Usage and Potential of Language Learning Apps

Bachelor Thesis, 2019

44 Pages, Grade: 1,3


Table of Contents

1. Introduction

2. Theoretical Background
2.1 Mobile Apps
2.2 Language Learning Apps
2.3 Methodological Approaches of Language Learning Apps
2.4 Advantages and Disadvantages of Language Learning Apps

3. Methodology

4. Results
4.1 Past Experience with Language Learning Apps
4.2 Requirements for a Good Language Learning App
4.3 Potential of Language Learning Apps

5. Discussion

6. Conclusion

7. Bibliography



Table of Figures


Table 1: Most famous language learning apps

Table 2: Summary of distinguishing features of five of the most famous language learning apps

Table 3: Comparison between three language acquisition theories

Table 4: Aspects that participants like about the language learning apps they used so far

Table 5: Aspects that would need to be improved

Table 6: Features of a successful language learning app


Figure 1: Number of available apps in the Google Play Store

Figure 2: Number of available apps in the Apple App Store

Figure 3: Most popular Apple App Store categories in September

Figure 4: Student numbers per faculty at the University of Trier

Figure 5: Gender distribution of students of the University of Trier

Figure 6: Number of participants who used the following language learning apps

Figure 7: Past experience with language learning apps

Figure 8: Evaluation of factors for a successful language learning app

Figure 9: Which language level would you aim at?

Figure 10: Highest language level that can be achieved by learning with a language learning app?

Figure 11: Opinions about language learning apps and the language classroom

1. Introduction

Not long ago, mobile phones were only a means of communication and it was hard to imagine that one day they could fulfil literally hundreds of tasks. Today, thanks to mobile apps, they can be a map, a book, a video game and even a spirit level all at once. One of their most valuable new features, though, are educational apps. They allow users to learn anything from coding to chemical elements to languages and have been changing the educational landscape ever since.

Language learning apps have been especially disruptive. No other type of educational apps is used as often as they are. Today, apps like Duolingo and Babbel have more than 100 million active users, with their numbers increasing by the day (Google Play Store, 2019). They offer courses in languages from Spanish to Hawaiian and are no longer limited to vocabulary teaching only.

The goal of this bachelor thesis is to find out how often language learning apps are already used and to analyze their potential for the upcoming years, i.e. whether they might be able to supplement or even replace traditional language classes one day. The study presented in this thesis consists of two parts: an analysis of the term language learning app, their user numbers and their teaching methods in order to be able to find their strengths and weaknesses (Chapter 2) and a survey conducted among students of the University of Trier (Chapter 4) in which they were asked about their past usage of language learning apps, as well as their attitudes and opinions towards language learning apps in general, including their opinions about the potential of language learning apps.

### What you need to do
Rewrite the thesis from "The goal of" up to and including "language learning apps.", putting "questionnaire" in place of "survey". The entries play no part in this.

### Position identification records
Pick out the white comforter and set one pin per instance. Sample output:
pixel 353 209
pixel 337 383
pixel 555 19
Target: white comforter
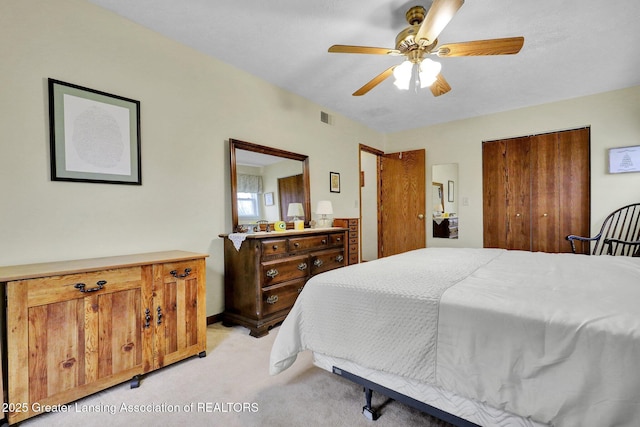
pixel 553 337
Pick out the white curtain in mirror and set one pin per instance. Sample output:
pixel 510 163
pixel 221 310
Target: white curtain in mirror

--

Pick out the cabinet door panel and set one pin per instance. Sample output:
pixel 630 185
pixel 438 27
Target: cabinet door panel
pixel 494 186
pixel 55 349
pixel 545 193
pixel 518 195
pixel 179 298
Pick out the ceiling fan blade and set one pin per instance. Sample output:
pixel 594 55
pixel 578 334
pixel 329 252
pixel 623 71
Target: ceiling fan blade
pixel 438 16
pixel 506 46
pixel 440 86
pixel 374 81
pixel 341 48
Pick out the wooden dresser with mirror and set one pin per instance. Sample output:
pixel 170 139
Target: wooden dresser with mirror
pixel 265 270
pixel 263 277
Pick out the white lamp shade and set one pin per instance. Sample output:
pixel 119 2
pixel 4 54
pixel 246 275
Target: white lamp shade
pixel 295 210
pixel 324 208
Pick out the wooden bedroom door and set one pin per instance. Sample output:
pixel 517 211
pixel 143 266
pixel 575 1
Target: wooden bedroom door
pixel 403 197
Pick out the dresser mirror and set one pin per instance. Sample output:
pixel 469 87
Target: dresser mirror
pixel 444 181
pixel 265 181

...

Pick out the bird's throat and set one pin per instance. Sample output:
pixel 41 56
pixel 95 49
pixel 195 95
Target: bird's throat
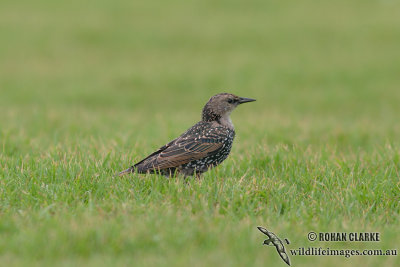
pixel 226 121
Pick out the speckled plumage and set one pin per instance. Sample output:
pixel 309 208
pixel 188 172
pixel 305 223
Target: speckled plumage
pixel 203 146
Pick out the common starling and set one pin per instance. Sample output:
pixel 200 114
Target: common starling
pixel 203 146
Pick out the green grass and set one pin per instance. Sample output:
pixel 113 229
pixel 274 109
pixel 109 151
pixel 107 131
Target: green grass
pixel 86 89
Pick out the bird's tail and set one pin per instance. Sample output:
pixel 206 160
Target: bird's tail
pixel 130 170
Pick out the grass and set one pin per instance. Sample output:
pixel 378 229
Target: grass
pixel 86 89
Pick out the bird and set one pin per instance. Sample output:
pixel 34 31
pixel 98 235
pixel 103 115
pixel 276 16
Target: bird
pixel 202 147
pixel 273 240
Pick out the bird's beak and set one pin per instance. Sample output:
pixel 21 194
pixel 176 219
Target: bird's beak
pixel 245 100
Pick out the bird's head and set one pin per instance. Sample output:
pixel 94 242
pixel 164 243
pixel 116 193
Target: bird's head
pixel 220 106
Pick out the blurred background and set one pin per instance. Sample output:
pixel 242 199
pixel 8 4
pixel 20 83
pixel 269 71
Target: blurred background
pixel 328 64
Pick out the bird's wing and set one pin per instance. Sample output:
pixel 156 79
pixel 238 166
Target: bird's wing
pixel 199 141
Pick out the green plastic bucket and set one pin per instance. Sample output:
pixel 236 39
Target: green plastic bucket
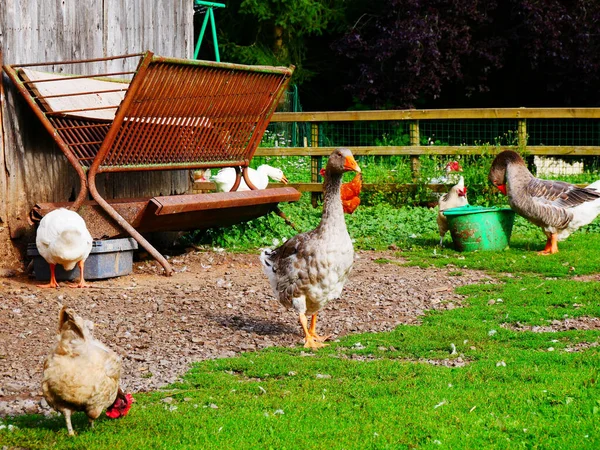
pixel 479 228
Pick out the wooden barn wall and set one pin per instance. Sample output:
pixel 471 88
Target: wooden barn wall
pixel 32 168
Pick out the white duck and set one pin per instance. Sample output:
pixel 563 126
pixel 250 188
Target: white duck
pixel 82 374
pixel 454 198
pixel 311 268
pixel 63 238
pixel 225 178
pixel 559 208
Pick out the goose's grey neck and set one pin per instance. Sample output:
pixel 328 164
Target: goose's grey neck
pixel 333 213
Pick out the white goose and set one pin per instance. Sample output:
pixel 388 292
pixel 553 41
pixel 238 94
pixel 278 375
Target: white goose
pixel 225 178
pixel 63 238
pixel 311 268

### Worked answer
The goal of this bachelor thesis is to find out how often language learning apps are already used and to analyze their potential for the upcoming years, i.e. whether they might be able to supplement or even replace traditional language classes one day. The study presented in this thesis consists of two parts: an analysis of the term language learning app, their user numbers and their teaching methods in order to be able to find their strengths and weaknesses (Chapter 2) and a questionnaire conducted among students of the University of Trier (Chapter 4) in which they were asked about their past usage of language learning apps, as well as their attitudes and opinions towards language learning apps in general, including their opinions about the potential of language learning apps.